Labeled region records:
+ + + + + + +

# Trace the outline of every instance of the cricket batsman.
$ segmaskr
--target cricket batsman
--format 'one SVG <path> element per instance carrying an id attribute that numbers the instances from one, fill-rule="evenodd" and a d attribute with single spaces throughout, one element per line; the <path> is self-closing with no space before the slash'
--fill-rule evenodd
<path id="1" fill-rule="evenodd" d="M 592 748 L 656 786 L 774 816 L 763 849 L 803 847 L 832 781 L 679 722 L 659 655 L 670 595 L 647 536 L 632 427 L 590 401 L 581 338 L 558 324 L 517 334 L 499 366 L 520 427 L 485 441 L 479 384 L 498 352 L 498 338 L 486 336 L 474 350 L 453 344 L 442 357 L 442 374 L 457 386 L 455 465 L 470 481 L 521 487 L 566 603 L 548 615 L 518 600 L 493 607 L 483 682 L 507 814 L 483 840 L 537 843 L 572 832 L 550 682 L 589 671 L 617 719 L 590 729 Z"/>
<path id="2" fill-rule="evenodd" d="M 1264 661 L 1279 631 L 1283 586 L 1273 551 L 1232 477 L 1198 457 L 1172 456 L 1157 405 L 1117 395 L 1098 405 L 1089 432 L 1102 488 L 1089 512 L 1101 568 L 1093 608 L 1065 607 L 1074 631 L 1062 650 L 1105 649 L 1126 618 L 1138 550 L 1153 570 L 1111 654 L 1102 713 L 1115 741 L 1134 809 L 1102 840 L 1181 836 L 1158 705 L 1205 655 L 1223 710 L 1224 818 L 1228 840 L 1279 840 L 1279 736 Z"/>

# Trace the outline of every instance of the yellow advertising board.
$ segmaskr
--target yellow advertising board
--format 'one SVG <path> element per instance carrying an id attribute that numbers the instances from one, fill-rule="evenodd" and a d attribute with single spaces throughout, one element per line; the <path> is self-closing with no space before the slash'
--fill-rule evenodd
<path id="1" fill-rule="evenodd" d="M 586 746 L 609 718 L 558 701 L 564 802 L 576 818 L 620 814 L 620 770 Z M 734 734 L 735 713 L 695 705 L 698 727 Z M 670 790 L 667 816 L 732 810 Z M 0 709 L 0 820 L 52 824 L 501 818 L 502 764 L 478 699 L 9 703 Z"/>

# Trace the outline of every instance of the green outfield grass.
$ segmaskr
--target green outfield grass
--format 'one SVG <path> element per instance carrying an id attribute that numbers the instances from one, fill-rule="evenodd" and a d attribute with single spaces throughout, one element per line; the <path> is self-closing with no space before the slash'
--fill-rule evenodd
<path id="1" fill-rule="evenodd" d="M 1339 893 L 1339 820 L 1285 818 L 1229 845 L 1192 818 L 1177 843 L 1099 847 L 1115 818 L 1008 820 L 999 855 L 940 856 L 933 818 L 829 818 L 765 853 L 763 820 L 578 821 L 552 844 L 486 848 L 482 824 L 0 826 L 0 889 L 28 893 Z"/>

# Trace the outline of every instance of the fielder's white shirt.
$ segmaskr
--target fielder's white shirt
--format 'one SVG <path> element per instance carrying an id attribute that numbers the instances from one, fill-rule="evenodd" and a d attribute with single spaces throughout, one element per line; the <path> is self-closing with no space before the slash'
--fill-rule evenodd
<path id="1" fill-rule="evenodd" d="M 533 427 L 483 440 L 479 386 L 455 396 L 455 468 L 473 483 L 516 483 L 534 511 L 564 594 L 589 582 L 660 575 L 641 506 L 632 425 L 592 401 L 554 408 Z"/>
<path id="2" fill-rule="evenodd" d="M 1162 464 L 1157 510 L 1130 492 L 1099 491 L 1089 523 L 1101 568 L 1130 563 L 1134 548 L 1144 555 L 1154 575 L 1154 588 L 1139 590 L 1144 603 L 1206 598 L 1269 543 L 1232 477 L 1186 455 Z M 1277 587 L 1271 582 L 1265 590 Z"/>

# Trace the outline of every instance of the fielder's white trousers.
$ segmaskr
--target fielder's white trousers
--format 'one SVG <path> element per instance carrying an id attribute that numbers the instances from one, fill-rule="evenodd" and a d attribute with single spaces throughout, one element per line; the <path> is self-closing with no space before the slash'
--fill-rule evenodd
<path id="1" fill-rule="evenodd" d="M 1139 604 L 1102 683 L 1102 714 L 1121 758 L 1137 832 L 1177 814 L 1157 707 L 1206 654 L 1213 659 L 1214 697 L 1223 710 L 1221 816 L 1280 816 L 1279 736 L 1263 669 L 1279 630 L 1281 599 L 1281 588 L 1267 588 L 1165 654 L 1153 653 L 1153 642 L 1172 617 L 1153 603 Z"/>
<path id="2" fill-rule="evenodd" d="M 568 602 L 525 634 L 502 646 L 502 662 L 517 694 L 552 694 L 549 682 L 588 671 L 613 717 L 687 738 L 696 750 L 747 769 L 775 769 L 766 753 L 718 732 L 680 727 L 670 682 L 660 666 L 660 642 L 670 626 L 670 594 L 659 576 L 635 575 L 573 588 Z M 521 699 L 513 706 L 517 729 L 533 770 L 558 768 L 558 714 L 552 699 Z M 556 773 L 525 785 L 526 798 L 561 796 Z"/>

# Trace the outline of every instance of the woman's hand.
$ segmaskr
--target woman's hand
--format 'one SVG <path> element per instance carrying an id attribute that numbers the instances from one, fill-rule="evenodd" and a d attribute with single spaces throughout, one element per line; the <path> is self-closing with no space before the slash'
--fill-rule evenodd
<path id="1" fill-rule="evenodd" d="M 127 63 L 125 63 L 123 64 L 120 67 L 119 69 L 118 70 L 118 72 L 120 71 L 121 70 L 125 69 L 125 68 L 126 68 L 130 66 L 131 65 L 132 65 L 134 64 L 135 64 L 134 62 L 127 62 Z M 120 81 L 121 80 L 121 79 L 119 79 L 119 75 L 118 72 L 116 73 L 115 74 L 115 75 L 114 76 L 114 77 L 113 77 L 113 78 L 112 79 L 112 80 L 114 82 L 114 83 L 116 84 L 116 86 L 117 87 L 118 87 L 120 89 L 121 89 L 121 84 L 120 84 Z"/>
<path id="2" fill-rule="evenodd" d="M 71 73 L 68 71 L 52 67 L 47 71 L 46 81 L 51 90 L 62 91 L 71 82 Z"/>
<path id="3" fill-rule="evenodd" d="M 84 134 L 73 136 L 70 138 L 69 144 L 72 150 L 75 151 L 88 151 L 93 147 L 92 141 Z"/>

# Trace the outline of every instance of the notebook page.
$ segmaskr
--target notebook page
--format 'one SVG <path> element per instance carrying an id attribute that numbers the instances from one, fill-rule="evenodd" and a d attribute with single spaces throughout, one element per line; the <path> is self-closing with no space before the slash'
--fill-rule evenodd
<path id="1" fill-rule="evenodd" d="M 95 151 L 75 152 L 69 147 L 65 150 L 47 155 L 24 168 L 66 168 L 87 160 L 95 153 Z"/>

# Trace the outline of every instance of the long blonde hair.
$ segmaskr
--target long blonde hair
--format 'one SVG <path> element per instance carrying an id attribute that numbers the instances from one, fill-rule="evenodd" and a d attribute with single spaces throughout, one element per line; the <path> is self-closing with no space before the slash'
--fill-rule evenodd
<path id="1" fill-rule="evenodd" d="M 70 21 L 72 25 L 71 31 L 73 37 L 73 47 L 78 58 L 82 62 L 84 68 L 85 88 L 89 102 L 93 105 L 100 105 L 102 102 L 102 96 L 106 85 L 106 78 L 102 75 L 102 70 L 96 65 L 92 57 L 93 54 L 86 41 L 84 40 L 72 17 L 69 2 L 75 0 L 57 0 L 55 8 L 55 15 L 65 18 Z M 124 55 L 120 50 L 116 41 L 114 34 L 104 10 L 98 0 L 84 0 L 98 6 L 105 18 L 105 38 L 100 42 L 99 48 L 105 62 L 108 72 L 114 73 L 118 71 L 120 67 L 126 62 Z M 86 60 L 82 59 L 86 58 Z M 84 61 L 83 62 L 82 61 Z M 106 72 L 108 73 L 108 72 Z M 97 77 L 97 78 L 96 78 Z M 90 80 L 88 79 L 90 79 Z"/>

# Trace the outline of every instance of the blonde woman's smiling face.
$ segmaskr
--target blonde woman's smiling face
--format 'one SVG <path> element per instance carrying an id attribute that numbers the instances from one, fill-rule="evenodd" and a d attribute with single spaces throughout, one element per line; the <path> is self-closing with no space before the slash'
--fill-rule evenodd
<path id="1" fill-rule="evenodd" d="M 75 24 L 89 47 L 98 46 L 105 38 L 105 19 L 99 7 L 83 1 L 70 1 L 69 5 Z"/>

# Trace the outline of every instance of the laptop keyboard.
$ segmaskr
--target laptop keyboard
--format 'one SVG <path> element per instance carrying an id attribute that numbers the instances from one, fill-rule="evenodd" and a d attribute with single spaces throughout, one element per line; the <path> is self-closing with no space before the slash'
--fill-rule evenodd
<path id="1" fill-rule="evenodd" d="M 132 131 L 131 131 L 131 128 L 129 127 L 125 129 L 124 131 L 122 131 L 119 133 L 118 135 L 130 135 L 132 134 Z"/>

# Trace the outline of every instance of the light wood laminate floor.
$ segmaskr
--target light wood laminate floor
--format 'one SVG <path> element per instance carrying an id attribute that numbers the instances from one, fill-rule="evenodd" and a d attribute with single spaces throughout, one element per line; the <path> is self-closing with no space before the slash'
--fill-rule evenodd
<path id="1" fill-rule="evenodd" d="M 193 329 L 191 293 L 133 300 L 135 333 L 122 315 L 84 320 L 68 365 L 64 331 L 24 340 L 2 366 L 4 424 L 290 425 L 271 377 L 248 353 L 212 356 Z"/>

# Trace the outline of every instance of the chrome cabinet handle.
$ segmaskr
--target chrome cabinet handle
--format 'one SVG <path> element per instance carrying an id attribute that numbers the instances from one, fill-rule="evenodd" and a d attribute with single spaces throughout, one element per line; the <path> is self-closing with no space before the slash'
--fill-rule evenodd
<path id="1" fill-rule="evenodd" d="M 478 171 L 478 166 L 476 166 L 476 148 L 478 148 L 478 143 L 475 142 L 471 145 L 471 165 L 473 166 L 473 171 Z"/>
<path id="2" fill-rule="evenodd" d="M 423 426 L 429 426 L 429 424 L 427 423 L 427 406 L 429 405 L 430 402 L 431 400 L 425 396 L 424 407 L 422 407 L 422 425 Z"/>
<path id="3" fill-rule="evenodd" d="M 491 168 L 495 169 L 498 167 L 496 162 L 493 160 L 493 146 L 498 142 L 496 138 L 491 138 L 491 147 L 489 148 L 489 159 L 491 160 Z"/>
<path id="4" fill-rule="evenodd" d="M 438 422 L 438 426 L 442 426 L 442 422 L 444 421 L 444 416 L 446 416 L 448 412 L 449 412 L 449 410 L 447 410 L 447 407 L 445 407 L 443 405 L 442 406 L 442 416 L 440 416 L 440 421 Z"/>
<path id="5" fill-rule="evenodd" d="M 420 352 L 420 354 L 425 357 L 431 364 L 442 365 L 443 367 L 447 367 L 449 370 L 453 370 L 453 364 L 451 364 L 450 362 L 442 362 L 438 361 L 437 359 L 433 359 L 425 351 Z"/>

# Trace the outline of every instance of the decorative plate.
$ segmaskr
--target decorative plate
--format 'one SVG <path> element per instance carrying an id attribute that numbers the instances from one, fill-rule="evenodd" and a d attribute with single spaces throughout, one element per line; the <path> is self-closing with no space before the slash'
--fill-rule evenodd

+ + + + + + +

> [Exercise details]: Please reproduce only the material that begins at the line containing "# Trace the outline of every instance of the blonde" and stops after the line containing "98 46 L 105", substituting "grinning face" for every "smiling face" and leaving everything else unchanged.

> [Response]:
# Trace the outline of every instance of the blonde woman's grinning face.
$ segmaskr
--target blonde woman's grinning face
--format 'one SVG <path> element per instance carrying an id attribute that numbers the instances from one, fill-rule="evenodd" and a d attribute with single spaces throughout, one element per line; the <path> is self-closing with no space before the slash'
--fill-rule evenodd
<path id="1" fill-rule="evenodd" d="M 75 24 L 89 47 L 98 46 L 105 38 L 105 19 L 99 7 L 83 1 L 70 1 L 69 5 Z"/>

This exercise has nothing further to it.